▶ **Instructions to follow**: Pull out every line with the word "blue" from the entries below.

▶ **Data extracts**:
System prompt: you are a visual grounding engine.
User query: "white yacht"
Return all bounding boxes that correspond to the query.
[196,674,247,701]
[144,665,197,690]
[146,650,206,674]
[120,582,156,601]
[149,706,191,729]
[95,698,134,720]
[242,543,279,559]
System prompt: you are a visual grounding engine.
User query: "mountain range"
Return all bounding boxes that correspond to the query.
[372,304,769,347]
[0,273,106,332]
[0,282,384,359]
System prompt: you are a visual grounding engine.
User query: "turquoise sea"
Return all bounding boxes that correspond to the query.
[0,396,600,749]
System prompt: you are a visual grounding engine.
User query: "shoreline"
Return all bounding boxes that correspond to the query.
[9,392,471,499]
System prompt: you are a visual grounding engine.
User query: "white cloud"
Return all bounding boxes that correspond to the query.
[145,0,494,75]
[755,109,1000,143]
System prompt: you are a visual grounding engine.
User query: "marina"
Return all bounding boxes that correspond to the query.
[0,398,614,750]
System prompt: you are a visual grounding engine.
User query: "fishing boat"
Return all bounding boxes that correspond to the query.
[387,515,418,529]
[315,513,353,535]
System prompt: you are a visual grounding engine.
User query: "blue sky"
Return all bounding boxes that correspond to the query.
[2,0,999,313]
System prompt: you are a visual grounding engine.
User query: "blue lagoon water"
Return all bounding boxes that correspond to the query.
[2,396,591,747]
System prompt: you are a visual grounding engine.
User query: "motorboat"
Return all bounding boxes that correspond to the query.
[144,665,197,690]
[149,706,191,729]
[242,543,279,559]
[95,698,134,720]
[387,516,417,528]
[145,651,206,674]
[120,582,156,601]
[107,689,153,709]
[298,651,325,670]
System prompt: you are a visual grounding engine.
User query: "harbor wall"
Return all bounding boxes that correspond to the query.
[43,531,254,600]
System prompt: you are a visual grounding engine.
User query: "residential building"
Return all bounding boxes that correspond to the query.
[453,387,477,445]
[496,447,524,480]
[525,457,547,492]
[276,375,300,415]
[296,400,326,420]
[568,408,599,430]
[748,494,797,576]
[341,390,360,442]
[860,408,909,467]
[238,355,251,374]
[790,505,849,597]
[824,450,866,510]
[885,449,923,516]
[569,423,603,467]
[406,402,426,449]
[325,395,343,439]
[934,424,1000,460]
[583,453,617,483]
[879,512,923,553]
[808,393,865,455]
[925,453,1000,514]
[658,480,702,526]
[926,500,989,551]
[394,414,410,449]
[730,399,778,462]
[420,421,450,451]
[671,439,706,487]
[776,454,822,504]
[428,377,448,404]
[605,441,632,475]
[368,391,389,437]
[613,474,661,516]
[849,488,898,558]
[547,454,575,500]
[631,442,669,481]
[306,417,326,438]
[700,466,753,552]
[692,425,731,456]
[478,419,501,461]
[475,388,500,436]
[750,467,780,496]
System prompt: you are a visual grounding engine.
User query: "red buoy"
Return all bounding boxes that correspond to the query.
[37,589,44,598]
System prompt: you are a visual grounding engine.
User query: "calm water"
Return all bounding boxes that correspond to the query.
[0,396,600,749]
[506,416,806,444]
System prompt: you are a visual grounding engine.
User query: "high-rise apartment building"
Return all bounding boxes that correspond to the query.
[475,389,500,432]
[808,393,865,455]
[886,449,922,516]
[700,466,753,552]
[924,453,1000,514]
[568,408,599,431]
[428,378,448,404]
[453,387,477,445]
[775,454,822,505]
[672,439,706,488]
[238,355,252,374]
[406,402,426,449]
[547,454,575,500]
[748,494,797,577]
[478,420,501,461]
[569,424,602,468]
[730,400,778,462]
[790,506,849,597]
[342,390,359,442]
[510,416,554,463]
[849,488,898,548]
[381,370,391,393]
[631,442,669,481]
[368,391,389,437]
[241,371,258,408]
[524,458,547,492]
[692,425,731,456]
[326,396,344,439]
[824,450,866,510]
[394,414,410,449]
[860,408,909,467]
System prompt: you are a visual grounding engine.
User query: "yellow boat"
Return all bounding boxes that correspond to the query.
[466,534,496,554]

▶ **Written response**:
User query: "blue sky"
User query: "blue lagoon water"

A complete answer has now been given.